_Required action_. When you restate the entries that follow, keep every word exactly and drop the pictures.

_Supplied records_.

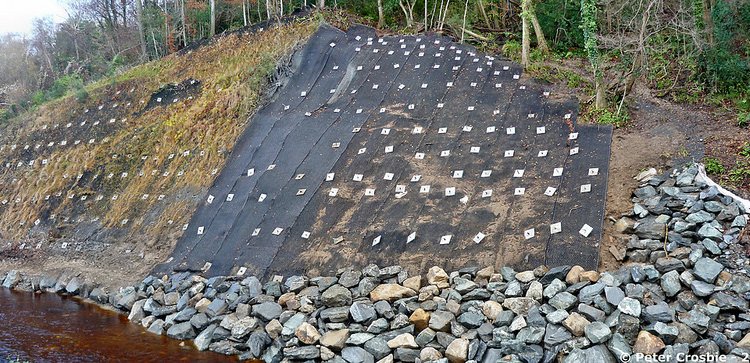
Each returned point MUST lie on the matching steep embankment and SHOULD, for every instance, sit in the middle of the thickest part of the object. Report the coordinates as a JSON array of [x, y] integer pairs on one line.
[[105, 184]]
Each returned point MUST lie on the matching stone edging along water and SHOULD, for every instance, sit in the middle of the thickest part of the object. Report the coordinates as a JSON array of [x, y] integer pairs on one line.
[[681, 296]]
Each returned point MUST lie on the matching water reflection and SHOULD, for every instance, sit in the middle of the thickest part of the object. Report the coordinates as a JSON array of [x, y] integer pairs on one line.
[[53, 328]]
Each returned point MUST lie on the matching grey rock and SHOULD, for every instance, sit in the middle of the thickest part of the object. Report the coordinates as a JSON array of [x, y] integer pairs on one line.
[[440, 320], [12, 279], [471, 319], [618, 346], [658, 312], [357, 355], [216, 307], [181, 331], [205, 338], [701, 288], [630, 306], [557, 316], [378, 347], [670, 283], [556, 334], [667, 333], [588, 293], [350, 278], [591, 313], [707, 269], [597, 332], [336, 295], [531, 334], [711, 232], [267, 310], [302, 353], [257, 343], [563, 300], [649, 228], [335, 315], [696, 320], [666, 264], [362, 311], [700, 217], [613, 294]]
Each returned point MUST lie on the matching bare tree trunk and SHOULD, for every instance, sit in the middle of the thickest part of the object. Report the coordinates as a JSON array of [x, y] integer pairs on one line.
[[480, 4], [525, 36], [601, 99], [184, 22], [381, 17], [212, 4], [141, 35], [541, 42], [463, 28], [244, 13], [407, 14], [708, 22]]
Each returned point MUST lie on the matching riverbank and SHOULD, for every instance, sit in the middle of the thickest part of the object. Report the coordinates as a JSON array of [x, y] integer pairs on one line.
[[683, 289]]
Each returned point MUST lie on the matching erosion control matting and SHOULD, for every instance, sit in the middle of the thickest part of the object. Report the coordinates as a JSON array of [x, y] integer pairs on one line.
[[409, 150]]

_Finished exercise_.
Each returned point MUST lie on the matching steep embankment and SHOULD, for every instance, sit in the middle of the thickest part of the object. Report the coordinates as a JSON array of [x, y] integer pairs on one line.
[[105, 184]]
Each returned point MUST lie on the matching stone edging along water and SHOULD, for every instance, sit in the middle of the thickest part of the object. Report the coordinates as a JSON array of [x, y] integer pairs on one line.
[[681, 296]]
Each returned point MUST lie on the matching water reflection and SHOULD, for every instance, sit in the middle of the thickest part of the object. Report the coordinates as a JSON array of [x, y] integer pairs on one line.
[[53, 328]]
Each returned point MUST lie on the matching grey rock and SHOULD, for every instance, sit in the middle of the thickest part of the object. Report the coordinates as a JSON array of [x, y] integer pairs on one line.
[[440, 320], [12, 279], [471, 319], [618, 346], [658, 312], [357, 355], [216, 307], [181, 331], [205, 338], [701, 288], [630, 306], [557, 316], [378, 347], [670, 283], [556, 334], [667, 333], [588, 293], [350, 278], [591, 313], [707, 269], [597, 332], [336, 295], [531, 334], [711, 232], [267, 310], [302, 353], [257, 343], [563, 300], [649, 228], [335, 315], [696, 320], [666, 264], [362, 311], [700, 217], [613, 294]]
Each returned point MUST lie on the matching bare tree trunk and SHOULD, for every instance, sit in the middle of the thickest part of the object. Report the coordinates as a JSON array of [x, y] integer pairs on one line.
[[480, 4], [525, 36], [601, 99], [184, 22], [381, 17], [212, 4], [141, 35], [541, 42], [463, 28], [244, 13], [407, 14], [708, 22]]
Each returned point MUST lie on the matching riverbank and SHOULD, for every instance, sit in the middle of the thickest part of the object. Report the coordinates as a JSON array of [x, y] integer pairs on one line.
[[683, 289]]
Each returned point MUST lie on the matching erosion control matting and SHOULD, for every instance, sit in the middle of the thickest part of the object. Report the coordinates as a JSON array of [x, y] integer pairs on one line.
[[409, 150]]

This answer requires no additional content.